● **AIM OF THE TASK**
Return each line in the entries below that contains the word "Segment".

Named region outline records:
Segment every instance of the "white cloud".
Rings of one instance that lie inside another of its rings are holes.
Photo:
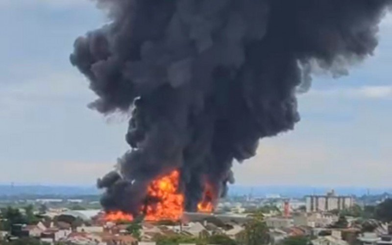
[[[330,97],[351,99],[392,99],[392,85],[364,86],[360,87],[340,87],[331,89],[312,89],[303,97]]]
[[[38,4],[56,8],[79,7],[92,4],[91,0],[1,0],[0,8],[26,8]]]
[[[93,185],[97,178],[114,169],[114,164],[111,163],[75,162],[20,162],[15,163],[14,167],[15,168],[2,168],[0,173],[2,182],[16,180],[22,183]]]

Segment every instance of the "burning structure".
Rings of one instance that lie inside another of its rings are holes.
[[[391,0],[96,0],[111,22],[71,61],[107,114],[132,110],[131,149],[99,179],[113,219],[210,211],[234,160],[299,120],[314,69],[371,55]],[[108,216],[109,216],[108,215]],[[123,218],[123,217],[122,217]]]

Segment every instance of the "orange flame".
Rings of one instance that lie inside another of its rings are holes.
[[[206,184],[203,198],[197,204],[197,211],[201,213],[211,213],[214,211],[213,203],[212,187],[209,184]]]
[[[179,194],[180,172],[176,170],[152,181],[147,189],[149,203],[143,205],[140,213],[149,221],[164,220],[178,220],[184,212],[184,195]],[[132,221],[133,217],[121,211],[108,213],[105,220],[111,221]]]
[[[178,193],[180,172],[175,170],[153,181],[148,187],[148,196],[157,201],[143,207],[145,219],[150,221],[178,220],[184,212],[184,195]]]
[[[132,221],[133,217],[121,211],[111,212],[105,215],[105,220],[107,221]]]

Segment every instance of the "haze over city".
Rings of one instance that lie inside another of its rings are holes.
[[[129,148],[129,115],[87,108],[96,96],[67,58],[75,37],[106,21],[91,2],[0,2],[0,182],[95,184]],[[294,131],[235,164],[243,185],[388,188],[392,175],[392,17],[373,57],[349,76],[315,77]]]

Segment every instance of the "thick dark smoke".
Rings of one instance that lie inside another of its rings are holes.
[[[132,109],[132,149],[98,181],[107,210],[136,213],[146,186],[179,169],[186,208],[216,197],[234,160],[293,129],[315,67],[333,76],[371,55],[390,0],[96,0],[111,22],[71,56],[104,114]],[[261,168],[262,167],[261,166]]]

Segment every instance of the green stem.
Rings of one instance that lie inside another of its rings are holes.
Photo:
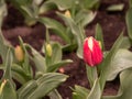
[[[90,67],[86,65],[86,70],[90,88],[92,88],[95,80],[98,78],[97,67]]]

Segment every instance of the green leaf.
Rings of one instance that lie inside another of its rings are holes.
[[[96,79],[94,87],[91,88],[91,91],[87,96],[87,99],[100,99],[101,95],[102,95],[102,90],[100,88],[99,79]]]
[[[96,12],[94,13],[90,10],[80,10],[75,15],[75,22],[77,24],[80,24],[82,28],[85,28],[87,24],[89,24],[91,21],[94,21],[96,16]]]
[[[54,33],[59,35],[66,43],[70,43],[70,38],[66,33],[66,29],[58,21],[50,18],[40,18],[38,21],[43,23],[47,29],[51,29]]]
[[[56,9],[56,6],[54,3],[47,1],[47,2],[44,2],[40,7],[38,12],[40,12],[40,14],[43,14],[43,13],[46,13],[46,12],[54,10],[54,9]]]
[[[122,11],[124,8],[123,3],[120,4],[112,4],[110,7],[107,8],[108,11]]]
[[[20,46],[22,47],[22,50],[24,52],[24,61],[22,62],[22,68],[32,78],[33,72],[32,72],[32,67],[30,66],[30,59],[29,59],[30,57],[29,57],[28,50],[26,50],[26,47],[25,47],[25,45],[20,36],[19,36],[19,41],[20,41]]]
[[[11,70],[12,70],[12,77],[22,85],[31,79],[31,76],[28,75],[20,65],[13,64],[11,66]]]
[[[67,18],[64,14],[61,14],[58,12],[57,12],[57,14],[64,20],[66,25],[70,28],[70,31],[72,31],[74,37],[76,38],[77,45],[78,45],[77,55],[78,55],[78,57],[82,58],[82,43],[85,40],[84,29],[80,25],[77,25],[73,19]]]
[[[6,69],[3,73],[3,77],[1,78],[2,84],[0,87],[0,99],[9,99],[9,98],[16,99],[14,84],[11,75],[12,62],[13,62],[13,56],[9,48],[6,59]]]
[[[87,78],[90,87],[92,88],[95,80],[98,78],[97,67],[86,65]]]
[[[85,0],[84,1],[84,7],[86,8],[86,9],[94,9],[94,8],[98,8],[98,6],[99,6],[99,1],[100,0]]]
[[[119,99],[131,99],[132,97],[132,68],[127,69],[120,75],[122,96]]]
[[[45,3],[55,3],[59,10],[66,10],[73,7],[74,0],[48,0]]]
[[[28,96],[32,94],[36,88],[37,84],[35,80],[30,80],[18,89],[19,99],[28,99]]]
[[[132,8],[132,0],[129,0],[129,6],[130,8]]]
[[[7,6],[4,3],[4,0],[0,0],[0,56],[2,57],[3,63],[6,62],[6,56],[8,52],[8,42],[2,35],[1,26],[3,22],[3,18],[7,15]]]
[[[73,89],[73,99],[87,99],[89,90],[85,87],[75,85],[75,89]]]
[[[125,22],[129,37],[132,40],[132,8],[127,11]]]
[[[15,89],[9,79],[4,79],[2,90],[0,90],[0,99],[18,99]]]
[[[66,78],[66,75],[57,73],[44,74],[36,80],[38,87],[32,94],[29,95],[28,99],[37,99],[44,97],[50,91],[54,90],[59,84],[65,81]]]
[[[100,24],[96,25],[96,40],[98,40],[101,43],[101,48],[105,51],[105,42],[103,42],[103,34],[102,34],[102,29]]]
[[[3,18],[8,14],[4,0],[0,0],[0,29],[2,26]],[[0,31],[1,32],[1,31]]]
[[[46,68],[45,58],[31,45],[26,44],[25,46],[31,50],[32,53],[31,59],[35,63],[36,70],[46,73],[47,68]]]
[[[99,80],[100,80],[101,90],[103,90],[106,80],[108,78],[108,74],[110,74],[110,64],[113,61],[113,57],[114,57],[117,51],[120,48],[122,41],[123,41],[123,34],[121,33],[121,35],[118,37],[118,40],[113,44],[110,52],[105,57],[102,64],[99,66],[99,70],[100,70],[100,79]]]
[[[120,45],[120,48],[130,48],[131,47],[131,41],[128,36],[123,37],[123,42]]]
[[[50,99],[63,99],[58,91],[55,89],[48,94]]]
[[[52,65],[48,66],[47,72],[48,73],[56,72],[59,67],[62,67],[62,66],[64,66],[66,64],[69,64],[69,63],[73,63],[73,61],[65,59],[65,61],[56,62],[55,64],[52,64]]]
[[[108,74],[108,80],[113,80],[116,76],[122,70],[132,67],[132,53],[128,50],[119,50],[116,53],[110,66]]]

● **WORKED ANSWER**
Segment every instance of the "white cloud".
Segment every instance of the "burning structure".
Segment every instance of the "orange flame".
Segment every instance of the "haze over city".
Segment every instance of the "thick dark smoke".
Segment every instance of the green stem.
Segment every instance of the green leaf.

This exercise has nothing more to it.